PREMIÈRE SÉRIE. SERMONS DÉTACHÉS SUR DIVERS PASSAGES DE L’ÉCRITURE.

SERMON I. ACCORD DES DEUX TESTAMENTS[1].

ANALYSE. – Les Manichéens accusaient l’ancien Testament d’être en contradiction avec le Nouveau ; ils voyaient même cette opposition prétendue entre les premières paroles de la Genèse et les premières paroles de l’Évangile selon saint Jean. Saint Augustin veut montrer dans ce discours, combien leurs calomnies sont dénuées de fondement. Il n’y a pas, dit-il, la moindre opposition, car 1° on peut soutenir que Jésus-Christ lui-même, dont Moïse a parlé, est le principe dans lequel Dieu a fait toutes choses ; 2° si la Genèse ne dit pas comme saint Jean que tout a été fait par lui, mais plutôt que tout a été fait en lui, c’est que ces deux expressions sont synonymes, comme on le prouve par le nouveau Testament lui-même ; 3° lors même que le mot principe serait pris dans la Genèse pour le principe du temps, la Genèse témoigne ostensiblement, comme l’Évangile, de la Trinité des personnes divines, et si elle n’exprime pas toujours cette pluralité, elle est, sous ce nouveau rapport, semblable au nouveau Testament. – On ne peut donc signaler plus de désaccord entre Moïse et l’Évangile qu’entre chacun des écrivains du Testament nouveau.

● CONSIGNE 1: D'après le texte sur l'accord des deux Testaments, qui accusait l'ancien Testament d'être en contradiction avec le Nouveau ?
● CONSIGNE 2: Modifiez la partie de la liste qui va de la ligne contenant « Tag the rocky » jusqu'à la fin de la liste : remplacez « stone staircase » par « stone stairway » sans rien changer d'autre, puis redonnez ces lignes.

● DONNÉES FOURNIES:

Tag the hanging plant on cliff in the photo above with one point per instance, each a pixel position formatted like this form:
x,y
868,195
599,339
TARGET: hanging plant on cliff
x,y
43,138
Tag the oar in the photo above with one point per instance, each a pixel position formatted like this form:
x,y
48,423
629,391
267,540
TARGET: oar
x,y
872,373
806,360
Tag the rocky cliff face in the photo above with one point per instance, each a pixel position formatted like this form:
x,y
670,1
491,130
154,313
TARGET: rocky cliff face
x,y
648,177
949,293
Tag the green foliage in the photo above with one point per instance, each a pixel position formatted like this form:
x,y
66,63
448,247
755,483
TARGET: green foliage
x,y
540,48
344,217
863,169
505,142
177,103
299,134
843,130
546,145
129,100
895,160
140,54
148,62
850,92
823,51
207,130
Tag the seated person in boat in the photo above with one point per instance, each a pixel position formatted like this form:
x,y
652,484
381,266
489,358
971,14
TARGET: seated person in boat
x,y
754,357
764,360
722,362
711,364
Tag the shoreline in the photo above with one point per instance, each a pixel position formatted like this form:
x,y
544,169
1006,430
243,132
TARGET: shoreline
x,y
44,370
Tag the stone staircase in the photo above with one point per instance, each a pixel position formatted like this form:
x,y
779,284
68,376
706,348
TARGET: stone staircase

● RÉPONSE 1: Les Manichéens.

● RÉPONSE 2:
Tag the rocky cliff face in the photo above with one point per instance, each a pixel position formatted like this form:
x,y
670,1
491,130
154,313
TARGET: rocky cliff face
x,y
648,177
949,293
Tag the green foliage in the photo above with one point per instance, each a pixel position formatted like this form:
x,y
66,63
448,247
755,483
TARGET: green foliage
x,y
540,48
344,217
863,169
505,142
177,103
299,134
843,130
546,145
129,100
895,160
140,54
148,62
850,92
823,51
207,130
Tag the seated person in boat in the photo above with one point per instance, each a pixel position formatted like this form:
x,y
652,484
381,266
489,358
971,14
TARGET: seated person in boat
x,y
754,357
764,360
722,362
711,364
Tag the shoreline in the photo above with one point per instance, each a pixel position formatted like this form:
x,y
544,169
1006,430
243,132
TARGET: shoreline
x,y
44,370
Tag the stone stairway in the photo above with one point per instance, each a pixel position formatted like this form:
x,y
779,284
68,376
706,348
TARGET: stone stairway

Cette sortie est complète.